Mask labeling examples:
· · · · ·
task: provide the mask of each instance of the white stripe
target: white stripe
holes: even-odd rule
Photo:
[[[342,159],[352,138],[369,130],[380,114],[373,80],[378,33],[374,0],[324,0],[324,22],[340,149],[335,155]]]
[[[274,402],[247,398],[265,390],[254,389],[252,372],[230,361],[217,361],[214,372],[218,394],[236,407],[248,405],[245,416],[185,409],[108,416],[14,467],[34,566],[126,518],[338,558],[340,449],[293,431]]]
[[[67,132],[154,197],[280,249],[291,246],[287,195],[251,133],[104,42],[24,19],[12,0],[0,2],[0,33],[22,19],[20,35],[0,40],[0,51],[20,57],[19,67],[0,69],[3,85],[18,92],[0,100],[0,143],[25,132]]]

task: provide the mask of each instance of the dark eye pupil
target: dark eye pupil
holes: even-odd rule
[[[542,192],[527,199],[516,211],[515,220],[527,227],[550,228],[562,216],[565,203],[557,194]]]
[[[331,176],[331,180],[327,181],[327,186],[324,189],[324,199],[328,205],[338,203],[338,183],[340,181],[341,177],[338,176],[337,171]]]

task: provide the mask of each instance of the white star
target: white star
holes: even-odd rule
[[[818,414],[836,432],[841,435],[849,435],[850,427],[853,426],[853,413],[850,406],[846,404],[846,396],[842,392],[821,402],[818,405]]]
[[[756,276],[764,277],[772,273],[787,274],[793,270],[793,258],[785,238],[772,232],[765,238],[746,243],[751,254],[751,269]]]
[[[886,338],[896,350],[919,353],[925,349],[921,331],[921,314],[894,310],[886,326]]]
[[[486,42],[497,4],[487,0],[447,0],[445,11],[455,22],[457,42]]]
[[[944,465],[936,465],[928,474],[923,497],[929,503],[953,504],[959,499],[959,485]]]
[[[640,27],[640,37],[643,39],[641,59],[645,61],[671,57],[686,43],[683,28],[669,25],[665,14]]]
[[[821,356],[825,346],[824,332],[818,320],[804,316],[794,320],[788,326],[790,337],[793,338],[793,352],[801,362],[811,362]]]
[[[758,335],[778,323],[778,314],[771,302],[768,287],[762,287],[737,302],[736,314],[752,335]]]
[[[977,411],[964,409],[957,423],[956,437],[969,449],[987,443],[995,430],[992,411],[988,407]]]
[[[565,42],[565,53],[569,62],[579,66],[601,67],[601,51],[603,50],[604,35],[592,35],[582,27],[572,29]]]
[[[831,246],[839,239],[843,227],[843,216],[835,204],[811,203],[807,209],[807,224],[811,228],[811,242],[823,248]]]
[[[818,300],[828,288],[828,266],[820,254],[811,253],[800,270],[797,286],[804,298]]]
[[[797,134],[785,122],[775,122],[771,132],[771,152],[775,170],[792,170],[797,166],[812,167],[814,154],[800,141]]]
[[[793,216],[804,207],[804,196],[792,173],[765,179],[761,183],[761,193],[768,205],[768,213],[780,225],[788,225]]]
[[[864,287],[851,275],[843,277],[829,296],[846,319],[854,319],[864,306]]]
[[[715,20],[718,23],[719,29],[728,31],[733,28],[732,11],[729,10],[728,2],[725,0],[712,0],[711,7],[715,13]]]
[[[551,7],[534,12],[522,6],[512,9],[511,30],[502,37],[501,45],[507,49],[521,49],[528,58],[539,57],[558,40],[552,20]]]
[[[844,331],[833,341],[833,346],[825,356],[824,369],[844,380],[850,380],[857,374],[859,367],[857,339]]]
· · · · ·
DIRECTIONS FOR THIS TASK: Exactly reproduce every record.

EXERCISE SOLUTION:
task: provide the mask of each instance of the white stripe
target: white stripe
holes: even-odd rule
Photo:
[[[342,159],[352,138],[369,130],[380,114],[373,80],[378,33],[374,0],[324,0],[324,22],[340,149],[335,155]]]
[[[274,402],[247,398],[265,390],[254,389],[252,372],[230,361],[217,361],[214,372],[218,394],[236,407],[248,405],[245,416],[185,409],[108,416],[14,467],[34,566],[126,518],[338,558],[340,449],[293,431]]]
[[[67,132],[154,197],[280,249],[291,246],[287,195],[251,133],[104,42],[24,19],[12,0],[0,2],[0,33],[22,19],[20,35],[0,40],[0,51],[20,57],[19,67],[0,69],[3,85],[18,92],[0,100],[0,143],[25,132]]]

task: provide the mask of each instance of the dark eye pupil
target: dark eye pupil
holes: even-odd rule
[[[542,192],[527,199],[516,211],[515,220],[527,227],[550,228],[562,216],[565,203],[557,194]]]
[[[331,176],[331,180],[327,181],[327,186],[324,189],[324,199],[328,205],[338,203],[338,183],[340,181],[341,177],[338,176],[337,171]]]

task: provide the mask of each instance of the white star
target: white star
holes: even-odd rule
[[[818,414],[836,432],[841,435],[849,435],[850,427],[853,426],[853,413],[850,406],[846,404],[846,396],[842,392],[821,402],[818,405]]]
[[[756,276],[764,277],[772,273],[787,274],[793,270],[793,258],[785,238],[772,232],[765,238],[746,243],[751,254],[751,269]]]
[[[886,338],[896,350],[919,353],[925,349],[921,331],[921,314],[894,310],[886,326]]]
[[[486,42],[497,4],[487,0],[447,0],[445,11],[455,22],[457,42]]]
[[[944,465],[936,465],[928,474],[923,497],[929,503],[953,504],[959,499],[959,485]]]
[[[640,27],[640,37],[643,39],[641,59],[645,61],[671,57],[686,43],[683,28],[669,25],[665,14]]]
[[[821,356],[825,346],[824,332],[818,320],[804,316],[794,320],[788,326],[790,337],[793,338],[793,352],[801,362],[811,362]]]
[[[758,335],[778,323],[778,314],[771,302],[768,287],[762,287],[737,302],[736,314],[752,335]]]
[[[977,411],[964,409],[957,423],[956,437],[969,449],[987,443],[995,430],[992,411],[988,407]]]
[[[565,42],[565,53],[569,62],[579,66],[601,67],[601,51],[603,50],[604,35],[592,35],[582,27],[572,29]]]
[[[831,246],[839,239],[843,227],[843,216],[835,204],[811,203],[807,209],[807,224],[811,228],[811,242],[823,248]]]
[[[818,300],[828,288],[828,266],[820,254],[811,253],[800,270],[797,286],[804,298]]]
[[[797,134],[785,122],[775,122],[771,132],[771,152],[775,170],[792,170],[797,166],[812,167],[814,154],[800,141]]]
[[[793,216],[804,207],[804,196],[792,173],[765,179],[761,183],[761,193],[768,205],[768,213],[780,225],[788,225]]]
[[[864,287],[851,275],[843,277],[829,296],[846,319],[854,319],[864,306]]]
[[[715,20],[718,23],[719,29],[728,31],[733,28],[732,11],[729,10],[728,2],[725,0],[712,0],[711,7],[715,13]]]
[[[551,7],[534,12],[522,6],[512,9],[511,30],[502,37],[501,45],[507,49],[521,49],[528,58],[539,57],[558,40],[552,20]]]
[[[844,331],[833,341],[833,346],[825,356],[824,369],[844,380],[850,380],[857,374],[859,367],[857,339]]]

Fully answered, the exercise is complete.